## [Task to complete]
Copy out every record precisely.

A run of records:
-=-=-=-=-

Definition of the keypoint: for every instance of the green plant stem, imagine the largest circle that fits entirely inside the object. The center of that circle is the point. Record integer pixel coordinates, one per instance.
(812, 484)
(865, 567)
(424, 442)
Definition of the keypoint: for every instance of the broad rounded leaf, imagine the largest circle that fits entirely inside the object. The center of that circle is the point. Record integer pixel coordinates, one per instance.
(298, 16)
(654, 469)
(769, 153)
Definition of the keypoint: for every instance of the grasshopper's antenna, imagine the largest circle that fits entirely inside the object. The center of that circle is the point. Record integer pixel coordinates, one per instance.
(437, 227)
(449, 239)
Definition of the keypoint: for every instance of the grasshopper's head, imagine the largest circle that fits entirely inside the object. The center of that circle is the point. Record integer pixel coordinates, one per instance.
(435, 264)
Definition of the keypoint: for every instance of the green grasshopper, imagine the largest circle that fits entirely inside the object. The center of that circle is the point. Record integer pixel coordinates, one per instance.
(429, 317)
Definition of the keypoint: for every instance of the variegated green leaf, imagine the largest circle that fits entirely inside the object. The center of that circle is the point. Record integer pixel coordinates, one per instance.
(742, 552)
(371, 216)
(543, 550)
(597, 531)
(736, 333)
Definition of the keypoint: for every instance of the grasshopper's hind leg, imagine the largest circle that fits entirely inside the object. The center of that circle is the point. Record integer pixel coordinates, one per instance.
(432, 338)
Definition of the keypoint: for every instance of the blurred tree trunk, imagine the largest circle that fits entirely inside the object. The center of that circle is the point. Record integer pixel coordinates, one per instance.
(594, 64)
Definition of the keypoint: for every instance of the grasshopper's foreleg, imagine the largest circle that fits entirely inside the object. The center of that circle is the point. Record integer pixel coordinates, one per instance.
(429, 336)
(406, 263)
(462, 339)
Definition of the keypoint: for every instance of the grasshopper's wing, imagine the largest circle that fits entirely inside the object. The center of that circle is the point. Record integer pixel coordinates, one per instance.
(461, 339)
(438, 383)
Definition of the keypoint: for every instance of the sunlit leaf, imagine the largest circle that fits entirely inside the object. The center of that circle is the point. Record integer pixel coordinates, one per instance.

-=-=-=-=-

## [Answer]
Definition of the keypoint: for every instance of the green plant stem, imagine the largest circle that fits entirely inside the object. The center of that circle is the point. Record integer pixel coordinates, one per instance.
(812, 484)
(865, 567)
(424, 442)
Definition of the keypoint: for every instance of the broad rounded leaf, imagine the largest circle that fits entirely inside the object. The center of that circle is the point. Record integer pixel coordinates, one per instance.
(298, 16)
(654, 469)
(769, 153)
Definition of the keypoint: for every instance of the grasshopper's antenna, imagine the largest circle that fits entirely inside the object. The center of that circle is the point. Record integer pixel coordinates, one per instance.
(437, 227)
(449, 239)
Definition of the keypoint: for every instance of the grasshopper's head, imagine the largest circle that fits entirely inside the object. The center of that circle is the point. Record integer pixel coordinates, one per instance.
(435, 264)
Definition of the keypoint: for every instance of the green grasshopper, imagine the largest circle that fits entirely inside the object. The center of that circle is the point. Record integer pixel coordinates, one per instance.
(429, 317)
Definition of the keypoint: for every instance of the variegated green leaf, imagine the largest circle that fits entirely inside the object. The center of that circle is the point. Record integer pixel coordinates, one per instance.
(742, 552)
(371, 216)
(543, 550)
(597, 531)
(736, 333)
Definition of the keypoint: for every instance of the grasshopper's hind leg, imagine the largest circle that fits entirely inside the object. The center of that circle is the point. Record integer pixel coordinates, one per instance.
(432, 338)
Definition of the keypoint: for every instance of the blurred tree trunk, imagine the largest circle that fits entirely inside the object. The center of that circle is the point. Record integer pixel coordinates, one per instance.
(594, 64)
Definition of the keypoint: for every instance of the grasshopper's foreleg, imagine the largest circle that fits entirely inside the object. The center of that circle is the point. Record integer pixel coordinates, one per instance.
(429, 336)
(406, 263)
(462, 339)
Definition of the keypoint: for every instance of the grasshopper's wing, imagine the largest circle that fits entirely inside the object. The center of that circle is the point. Record integer pixel coordinates, one per instance.
(461, 339)
(438, 383)
Definition of the keypoint: for every instance of the sunlit leaf, imagine the largest circle that fits entirely inside the object. The center of that circle is the point. Record integer pixel coordinates, one per instance.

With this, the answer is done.